=== EXTRAIT DU TEXTE ===
Afin de se protéger de la copie et de la diffusion sur les réseaux P2P, les industriels du disque cherchent à mettre au point des technologies rendant la diffusion illégale de leur musique impossible. Malheureusement, cette stratégie ne semble pas adaptée. Tout d’abord parce qu’elle pénalise au premier chef le client qui a payé pour acheter un disque. En effet, les dispositifs anti-copie ont bien souvent des effets secondaires : impossibilité de lire le disque sur certains lecteurs (baladeur, PC ou auto radio), impossibilité de les transformer en mp3 pour son usage personnel, impossibilité de faire une copie de sauvegarde, etc. En fait, c’est une atteinte au droit à la copie privée. De plus, ces protections, qui requièrent des budgets de recherche et développement importants, sont en général détournées en quelques semaines, voire quelques jours. Elles n’apportent donc pas vraiment de solution au problème de la copie illégale tout en pénalisant l’utilisateur légitime. On imagine mal comment traiter ses clients avec moins de respect… ah, si ! en les attaquant en justice, ce que les industriels de la musique n’ont pas hésité à faire, avec condamnation et dommages et intérêts faramineux à la clé.
De plus, le « pirate » n’écoute pas la musique de la même façon que le consommateur des années 80 : il télécharge beaucoup, même des morceaux et des artistes qu’il ne connaît pas et ainsi explore, découvre d’une manière qui lui serait impossible si il devait acheter tous les CD. Sur la masse de musique qu’il télécharge, il n’en conservera peut-être qu’une partie, mais en ayant considérablement élargi son panorama musical, un enrichissement culturel majeur et une véritable chance pour la création et la diversité. Les modèles payant ignorent complètement cette nouvelle approche des choses.
Quelques idées pour sortir de l'impasse ?

=== DONNÉES FOURNIES ===
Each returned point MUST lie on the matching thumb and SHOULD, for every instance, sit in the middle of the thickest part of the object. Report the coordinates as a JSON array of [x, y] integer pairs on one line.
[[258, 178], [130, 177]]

=== VOTRE OBJECTIF ===
Veuillez reproduire intégralement et à l'identique l'extrait sur les protections anti-copie des disques.

=== CORRIGÉ DE L'EXERCICE ===
Afin de se protéger de la copie et de la diffusion sur les réseaux P2P, les industriels du disque cherchent à mettre au point des technologies rendant la diffusion illégale de leur musique impossible. Malheureusement, cette stratégie ne semble pas adaptée. Tout d’abord parce qu’elle pénalise au premier chef le client qui a payé pour acheter un disque. En effet, les dispositifs anti-copie ont bien souvent des effets secondaires : impossibilité de lire le disque sur certains lecteurs (baladeur, PC ou auto radio), impossibilité de les transformer en mp3 pour son usage personnel, impossibilité de faire une copie de sauvegarde, etc. En fait, c’est une atteinte au droit à la copie privée. De plus, ces protections, qui requièrent des budgets de recherche et développement importants, sont en général détournées en quelques semaines, voire quelques jours. Elles n’apportent donc pas vraiment de solution au problème de la copie illégale tout en pénalisant l’utilisateur légitime. On imagine mal comment traiter ses clients avec moins de respect… ah, si ! en les attaquant en justice, ce que les industriels de la musique n’ont pas hésité à faire, avec condamnation et dommages et intérêts faramineux à la clé.
De plus, le « pirate » n’écoute pas la musique de la même façon que le consommateur des années 80 : il télécharge beaucoup, même des morceaux et des artistes qu’il ne connaît pas et ainsi explore, découvre d’une manière qui lui serait impossible si il devait acheter tous les CD. Sur la masse de musique qu’il télécharge, il n’en conservera peut-être qu’une partie, mais en ayant considérablement élargi son panorama musical, un enrichissement culturel majeur et une véritable chance pour la création et la diversité. Les modèles payant ignorent complètement cette nouvelle approche des choses.
Quelques idées pour sortir de l'impasse ?